*Directive 1*
Write out the whole Marxism and art post word for word.

*Document passage*
Marxism and art

Bryan A. Alexander bnalexan at umich.edu
Mon Jul 10 20:02:27 MDT 1995


Another refugee from quiescent seminar-14 speaks:
	The opposition between meaning and machine-function appears in
more developed form in THOUSAND PLATEAUX.  In the semiotics plateau ("587
BC - AD 70: On Several Regimes of Signs") D+G repeat thus opposition, but
assigned to greater contexts.  Interpretation is a feature of the
state-based signifying regime, which obsesses over the "regulation of
interpretations," an "infinite set of signs refer[ring] to a supreme
signifier presenting itself as both lack and excess" (and therefore
needing constant, diligent, supervised interpretation).  The machinic
hermeneutic appears as part of two other regimes, the presignifying (which
works with simple expressions, plurivocal) and the countersignifying or
nomadic (more purely functional).  The "Treatise on Nomadology" plateau
(published separately as well) develops this last point even further.

*Directive 2*
Put the rows of labeled boxes into a Markdown table with the columns Number and Row line. Include only the rows from the line that contains "Outline the forested" through the line that contains "[196,134,714,201]", inclusive, and leave out any blank lines.

Records of labeled boxes

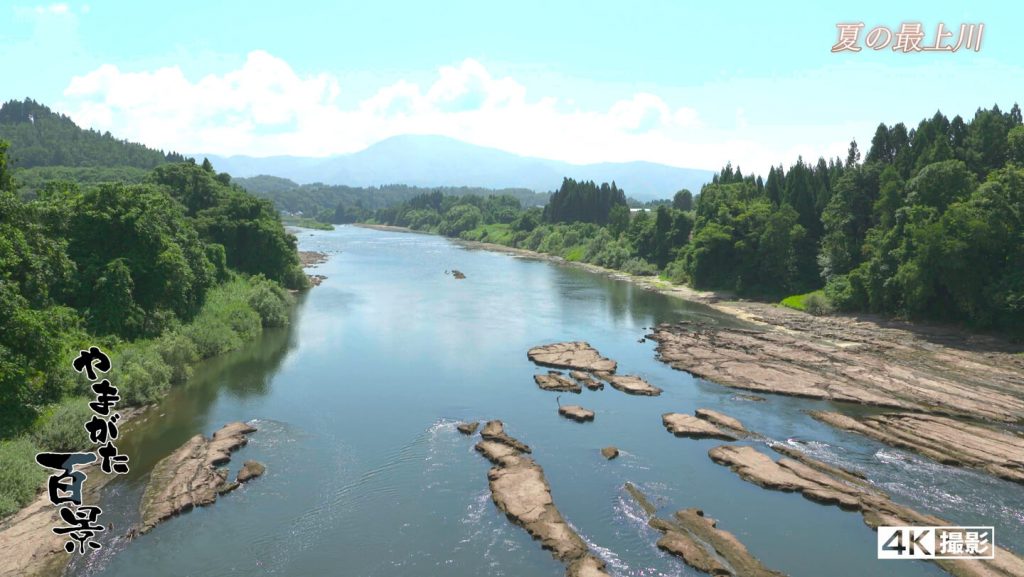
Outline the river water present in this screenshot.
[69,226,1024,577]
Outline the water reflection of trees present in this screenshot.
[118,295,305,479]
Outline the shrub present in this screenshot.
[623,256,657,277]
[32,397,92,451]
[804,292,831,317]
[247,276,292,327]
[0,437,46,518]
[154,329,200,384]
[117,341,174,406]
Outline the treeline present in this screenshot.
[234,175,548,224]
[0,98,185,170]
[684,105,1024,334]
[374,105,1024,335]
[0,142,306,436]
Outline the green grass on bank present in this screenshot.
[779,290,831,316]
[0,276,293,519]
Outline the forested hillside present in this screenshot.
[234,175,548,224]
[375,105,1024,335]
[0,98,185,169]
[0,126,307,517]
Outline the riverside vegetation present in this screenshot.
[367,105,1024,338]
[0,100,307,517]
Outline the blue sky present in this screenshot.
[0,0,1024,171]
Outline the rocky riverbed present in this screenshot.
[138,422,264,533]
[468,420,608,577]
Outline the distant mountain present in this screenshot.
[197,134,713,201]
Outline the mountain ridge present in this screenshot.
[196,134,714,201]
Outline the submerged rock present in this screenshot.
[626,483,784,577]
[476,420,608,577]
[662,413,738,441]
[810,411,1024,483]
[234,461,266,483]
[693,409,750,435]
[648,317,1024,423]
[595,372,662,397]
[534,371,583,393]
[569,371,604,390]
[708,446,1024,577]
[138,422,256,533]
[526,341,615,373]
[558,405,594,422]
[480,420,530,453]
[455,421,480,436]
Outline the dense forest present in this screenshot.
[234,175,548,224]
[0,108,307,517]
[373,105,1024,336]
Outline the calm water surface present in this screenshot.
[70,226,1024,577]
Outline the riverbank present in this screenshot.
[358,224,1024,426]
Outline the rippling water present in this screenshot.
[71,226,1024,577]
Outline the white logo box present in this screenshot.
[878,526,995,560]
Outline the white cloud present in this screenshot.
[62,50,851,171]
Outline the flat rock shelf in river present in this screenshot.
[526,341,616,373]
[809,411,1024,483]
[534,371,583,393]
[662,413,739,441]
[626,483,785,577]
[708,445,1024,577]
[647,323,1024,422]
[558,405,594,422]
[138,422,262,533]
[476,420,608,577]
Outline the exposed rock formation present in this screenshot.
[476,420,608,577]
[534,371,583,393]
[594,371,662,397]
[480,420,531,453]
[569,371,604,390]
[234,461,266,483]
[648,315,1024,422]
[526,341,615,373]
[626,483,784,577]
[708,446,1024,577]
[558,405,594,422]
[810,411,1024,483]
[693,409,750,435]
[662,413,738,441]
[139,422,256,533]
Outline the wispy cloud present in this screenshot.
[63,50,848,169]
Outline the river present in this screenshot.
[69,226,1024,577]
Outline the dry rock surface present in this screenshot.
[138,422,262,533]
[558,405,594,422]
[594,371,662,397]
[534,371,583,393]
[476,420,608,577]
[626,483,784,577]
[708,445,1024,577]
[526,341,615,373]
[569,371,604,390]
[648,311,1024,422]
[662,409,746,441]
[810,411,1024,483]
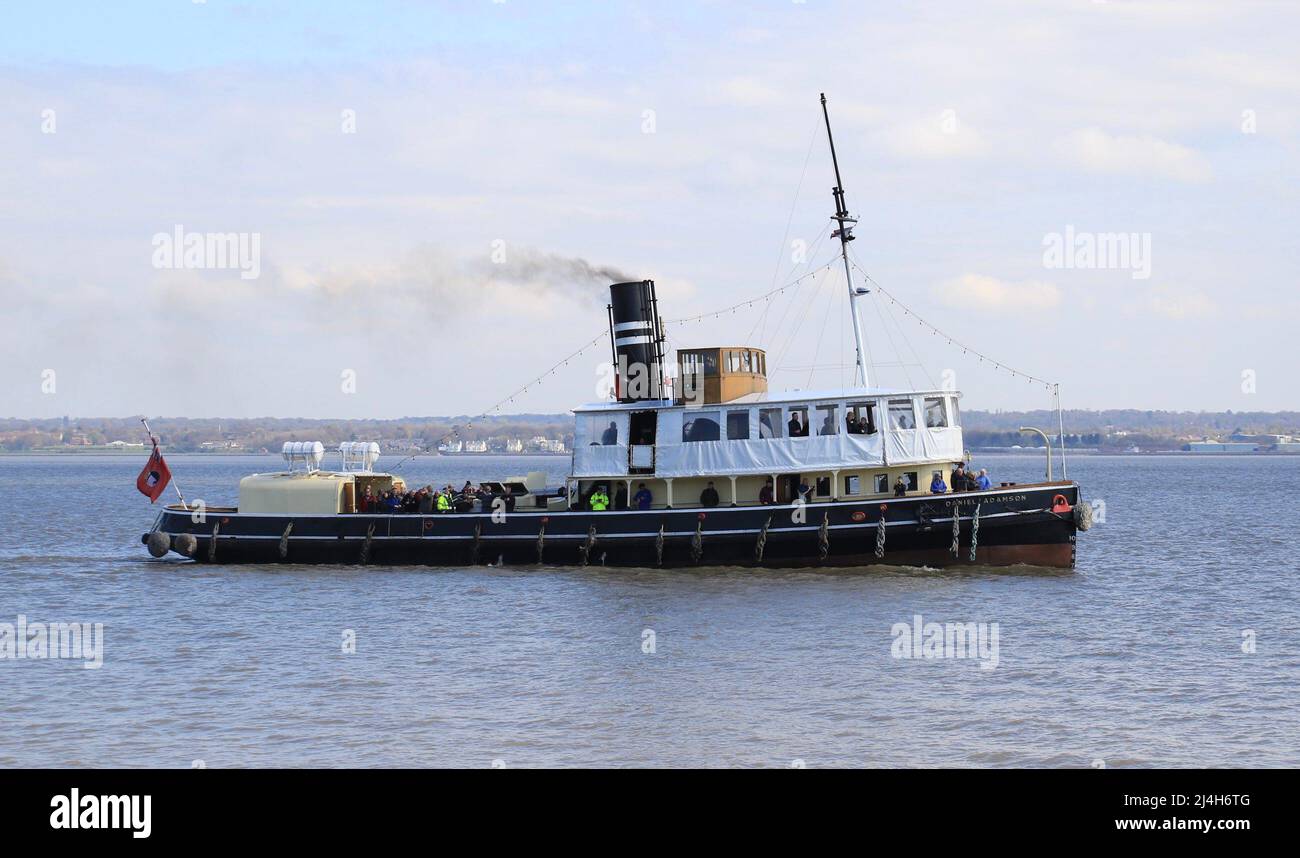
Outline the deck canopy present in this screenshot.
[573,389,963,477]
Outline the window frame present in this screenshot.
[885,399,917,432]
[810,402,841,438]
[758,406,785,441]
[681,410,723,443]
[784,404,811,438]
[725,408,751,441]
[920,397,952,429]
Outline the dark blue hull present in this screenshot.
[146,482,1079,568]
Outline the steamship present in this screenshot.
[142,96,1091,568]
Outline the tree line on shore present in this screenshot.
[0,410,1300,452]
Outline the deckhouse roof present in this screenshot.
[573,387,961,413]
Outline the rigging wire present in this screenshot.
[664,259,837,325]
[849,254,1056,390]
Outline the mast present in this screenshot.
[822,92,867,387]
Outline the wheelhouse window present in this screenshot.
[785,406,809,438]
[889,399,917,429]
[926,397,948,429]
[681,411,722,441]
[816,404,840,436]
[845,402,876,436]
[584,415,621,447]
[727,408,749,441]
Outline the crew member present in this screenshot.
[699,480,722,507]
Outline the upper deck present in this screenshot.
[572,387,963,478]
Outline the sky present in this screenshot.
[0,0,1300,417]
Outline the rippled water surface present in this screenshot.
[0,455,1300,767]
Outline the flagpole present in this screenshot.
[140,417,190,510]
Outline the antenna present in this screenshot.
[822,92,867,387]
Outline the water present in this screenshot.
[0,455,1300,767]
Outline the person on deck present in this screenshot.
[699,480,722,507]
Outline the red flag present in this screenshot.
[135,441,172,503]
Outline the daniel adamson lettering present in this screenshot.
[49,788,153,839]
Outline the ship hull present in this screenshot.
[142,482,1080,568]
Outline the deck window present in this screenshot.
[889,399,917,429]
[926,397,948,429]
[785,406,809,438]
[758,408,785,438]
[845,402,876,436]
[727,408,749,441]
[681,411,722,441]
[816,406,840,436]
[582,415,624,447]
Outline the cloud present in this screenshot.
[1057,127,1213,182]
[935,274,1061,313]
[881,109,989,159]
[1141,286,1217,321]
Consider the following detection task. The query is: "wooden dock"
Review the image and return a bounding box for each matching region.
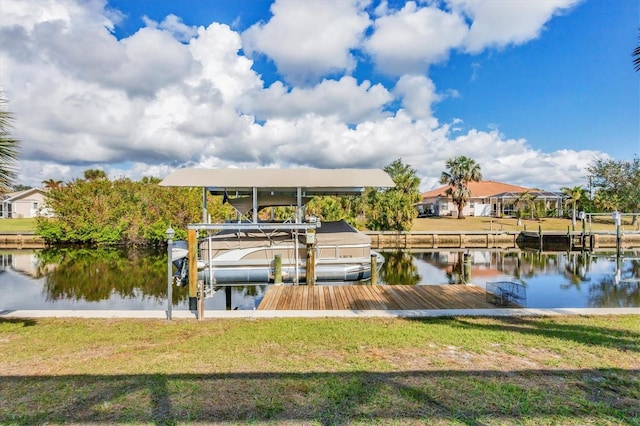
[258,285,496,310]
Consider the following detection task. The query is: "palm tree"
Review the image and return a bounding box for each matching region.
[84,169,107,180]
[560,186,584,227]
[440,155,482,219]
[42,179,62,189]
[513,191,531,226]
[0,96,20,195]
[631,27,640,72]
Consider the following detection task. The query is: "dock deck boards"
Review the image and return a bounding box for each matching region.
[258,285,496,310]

*Complete answer 1*
Marxism and art

Bryan A. Alexander bnalexan at umich.edu
Mon Jul 10 20:02:27 MDT 1995


Another refugee from quiescent seminar-14 speaks:
	The opposition between meaning and machine-function appears in
more developed form in THOUSAND PLATEAUX.  In the semiotics plateau ("587
BC - AD 70: On Several Regimes of Signs") D+G repeat thus opposition, but
assigned to greater contexts.  Interpretation is a feature of the
state-based signifying regime, which obsesses over the "regulation of
interpretations," an "infinite set of signs refer[ring] to a supreme
signifier presenting itself as both lack and excess" (and therefore
needing constant, diligent, supervised interpretation).  The machinic
hermeneutic appears as part of two other regimes, the presignifying (which
works with simple expressions, plurivocal) and the countersignifying or
nomadic (more purely functional).  The "Treatise on Nomadology" plateau
(published separately as well) develops this last point even further.

*Complete answer 2*
| Number | Row line |
|---|---|
| 1 | Outline the forested hillside present in this screenshot. |
| 2 | [234,175,548,224] |
| 3 | [375,105,1024,335] |
| 4 | [0,98,185,169] |
| 5 | [0,126,307,517] |
| 6 | Outline the riverside vegetation present in this screenshot. |
| 7 | [367,105,1024,338] |
| 8 | [0,100,307,517] |
| 9 | Outline the blue sky present in this screenshot. |
| 10 | [0,0,1024,171] |
| 11 | Outline the rocky riverbed present in this screenshot. |
| 12 | [138,422,264,533] |
| 13 | [468,420,608,577] |
| 14 | Outline the distant mountain present in this screenshot. |
| 15 | [197,134,713,201] |
| 16 | Outline the mountain ridge present in this screenshot. |
| 17 | [196,134,714,201] |